AUFGABE 1
Prüfe, ob die Aussagen (a), (b) und (c) zum Text über Empfindsamkeit passen. Antworte jeweils mit Ja oder Nein und zitiere wörtlich die Stelle, die den Ausschlag gibt.
(a) Wer gar nichts mehr empfindet, hat laut Text ein deutlich schwierigeres Leben.
(b) Für jemanden, der die innere Leere hinter sich gelassen hat, ist Empfindsamkeit laut Text nicht gewöhnungsbedürftig.
(c) Die schreibende Person kann die Nachteile der Sensibilität nicht nachempfinden.

────

Du siehst: Empfindsamkeit ist so wichtig, dass Menschen, die sie verlieren, sich sogar selbst verletzen, nur um für kurze Zeit wieder etwas fühlen zu können. Egal, was!
In meinen Coachings weise ich auf diese Tatsachen hin, wenn sich jemand über seine Sensibilität beschwert. Ich kann die Nachteile der Sensibilität nachempfinden, aber ich kann dir versichern, dass das Leben deutlich schwieriger wird, wenn man gar nichts mehr empfindet.
Wo Schmerz ist, ist auch Potenzial
Für jemanden, der das Tal der Taubheit und inneren Leere hinter sich gelassen hat, ist Empfindsamkeit zwar gewöhnungsbedürftig, aber vor allem fantastisch. Man hat das Gefühl, wieder im Leben angekommen zu sein. Man empfindet wieder, spürt das Leben mit allen Sinnen, und erkennt Wunder um sich herum, von denen man vorher keine Ahnung hatte.

────

AUFGABE 2
Gib den Abschnitt der Auflistung von der Zeile mit „[locate] the children's“ bis zum Ende der Auflistung Zeichen für Zeichen wieder, beide Enden eingeschlossen.

ANGEZEIGTE DATEN

────

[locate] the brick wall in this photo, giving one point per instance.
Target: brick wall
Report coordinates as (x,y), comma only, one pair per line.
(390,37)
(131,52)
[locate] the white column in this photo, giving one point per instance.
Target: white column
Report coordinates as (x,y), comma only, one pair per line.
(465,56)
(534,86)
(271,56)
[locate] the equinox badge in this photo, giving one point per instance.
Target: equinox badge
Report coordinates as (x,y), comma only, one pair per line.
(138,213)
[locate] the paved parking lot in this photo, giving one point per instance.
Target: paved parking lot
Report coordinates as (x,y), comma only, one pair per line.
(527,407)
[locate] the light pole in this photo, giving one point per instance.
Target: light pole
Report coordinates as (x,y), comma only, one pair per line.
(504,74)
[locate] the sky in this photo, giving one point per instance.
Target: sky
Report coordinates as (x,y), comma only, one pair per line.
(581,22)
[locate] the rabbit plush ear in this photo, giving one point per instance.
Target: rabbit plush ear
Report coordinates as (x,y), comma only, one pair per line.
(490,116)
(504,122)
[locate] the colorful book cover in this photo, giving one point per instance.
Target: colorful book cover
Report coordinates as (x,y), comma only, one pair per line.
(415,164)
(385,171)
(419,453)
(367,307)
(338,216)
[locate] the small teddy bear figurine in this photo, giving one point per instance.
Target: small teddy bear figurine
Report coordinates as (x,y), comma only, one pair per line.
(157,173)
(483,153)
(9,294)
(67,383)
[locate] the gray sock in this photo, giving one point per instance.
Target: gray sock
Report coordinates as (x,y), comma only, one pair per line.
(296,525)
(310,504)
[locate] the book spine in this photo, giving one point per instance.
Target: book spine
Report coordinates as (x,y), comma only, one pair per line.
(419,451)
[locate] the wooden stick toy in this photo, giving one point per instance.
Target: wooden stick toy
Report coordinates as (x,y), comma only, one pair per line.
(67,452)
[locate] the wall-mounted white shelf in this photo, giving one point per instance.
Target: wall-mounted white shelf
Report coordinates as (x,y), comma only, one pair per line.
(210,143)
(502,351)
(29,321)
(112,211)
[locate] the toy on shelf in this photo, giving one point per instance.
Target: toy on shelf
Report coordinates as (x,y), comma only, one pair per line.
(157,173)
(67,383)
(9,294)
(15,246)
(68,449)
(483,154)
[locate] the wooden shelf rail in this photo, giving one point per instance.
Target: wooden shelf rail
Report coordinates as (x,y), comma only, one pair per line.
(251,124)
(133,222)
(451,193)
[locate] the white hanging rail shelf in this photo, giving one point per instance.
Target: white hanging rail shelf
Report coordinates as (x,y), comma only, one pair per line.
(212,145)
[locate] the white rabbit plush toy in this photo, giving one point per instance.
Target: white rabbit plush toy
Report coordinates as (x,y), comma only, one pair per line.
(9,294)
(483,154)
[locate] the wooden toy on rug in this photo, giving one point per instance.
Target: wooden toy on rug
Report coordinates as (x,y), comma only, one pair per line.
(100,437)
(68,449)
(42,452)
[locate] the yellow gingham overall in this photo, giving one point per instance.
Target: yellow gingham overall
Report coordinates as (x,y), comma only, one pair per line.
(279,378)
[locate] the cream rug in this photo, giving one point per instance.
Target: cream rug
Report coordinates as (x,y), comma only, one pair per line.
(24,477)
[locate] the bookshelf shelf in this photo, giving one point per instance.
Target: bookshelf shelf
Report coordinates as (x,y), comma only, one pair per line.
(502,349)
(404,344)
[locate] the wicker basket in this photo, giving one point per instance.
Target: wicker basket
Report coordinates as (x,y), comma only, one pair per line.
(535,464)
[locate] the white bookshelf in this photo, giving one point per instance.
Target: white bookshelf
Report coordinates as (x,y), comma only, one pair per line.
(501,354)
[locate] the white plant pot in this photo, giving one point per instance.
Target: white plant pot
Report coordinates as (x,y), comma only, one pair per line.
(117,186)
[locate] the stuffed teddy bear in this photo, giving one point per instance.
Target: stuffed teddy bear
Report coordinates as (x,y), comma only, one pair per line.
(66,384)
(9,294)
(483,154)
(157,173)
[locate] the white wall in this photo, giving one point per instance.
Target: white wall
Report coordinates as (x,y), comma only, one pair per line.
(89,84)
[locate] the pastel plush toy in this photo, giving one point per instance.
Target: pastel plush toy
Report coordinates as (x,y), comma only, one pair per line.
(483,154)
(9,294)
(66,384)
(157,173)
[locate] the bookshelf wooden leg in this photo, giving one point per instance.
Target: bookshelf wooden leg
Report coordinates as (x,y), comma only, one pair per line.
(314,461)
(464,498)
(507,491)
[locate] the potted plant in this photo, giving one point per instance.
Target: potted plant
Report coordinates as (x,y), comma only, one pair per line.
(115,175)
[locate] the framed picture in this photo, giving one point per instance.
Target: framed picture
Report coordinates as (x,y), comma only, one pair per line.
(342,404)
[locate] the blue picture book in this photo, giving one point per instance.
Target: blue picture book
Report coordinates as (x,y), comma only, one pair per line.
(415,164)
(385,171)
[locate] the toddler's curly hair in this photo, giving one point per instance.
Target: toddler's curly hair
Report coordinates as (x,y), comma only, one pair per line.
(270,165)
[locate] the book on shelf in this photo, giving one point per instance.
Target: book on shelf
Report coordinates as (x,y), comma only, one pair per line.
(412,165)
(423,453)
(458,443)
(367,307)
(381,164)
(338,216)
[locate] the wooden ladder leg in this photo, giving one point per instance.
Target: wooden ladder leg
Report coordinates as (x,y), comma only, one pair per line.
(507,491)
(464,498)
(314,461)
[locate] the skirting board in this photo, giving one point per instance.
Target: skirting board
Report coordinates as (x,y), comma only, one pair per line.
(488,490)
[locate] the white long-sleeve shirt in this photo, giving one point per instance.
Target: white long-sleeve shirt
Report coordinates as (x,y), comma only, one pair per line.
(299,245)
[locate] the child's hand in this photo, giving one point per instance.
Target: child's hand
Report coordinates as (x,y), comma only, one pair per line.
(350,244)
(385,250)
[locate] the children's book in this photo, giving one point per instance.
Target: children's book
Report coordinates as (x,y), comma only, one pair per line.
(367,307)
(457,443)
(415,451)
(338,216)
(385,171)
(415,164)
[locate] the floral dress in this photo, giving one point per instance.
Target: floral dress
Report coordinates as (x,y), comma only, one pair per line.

────

ERWARTETE ANTWORT 1
(a) Ja: „dass das Leben deutlich schwieriger wird, wenn man gar nichts mehr empfindet“
(b) Nein: „ist Empfindsamkeit zwar gewöhnungsbedürftig, aber vor allem fantastisch“
(c) Nein: „Ich kann die Nachteile der Sensibilität nachempfinden“

ERWARTETE ANTWORT 2
[locate] the children's book in this photo, giving one point per instance.
Target: children's book
Report coordinates as (x,y), comma only, one pair per line.
(367,307)
(457,443)
(415,451)
(338,216)
(385,171)
(415,164)
[locate] the floral dress in this photo, giving one point per instance.
Target: floral dress
Report coordinates as (x,y), comma only, one pair per line.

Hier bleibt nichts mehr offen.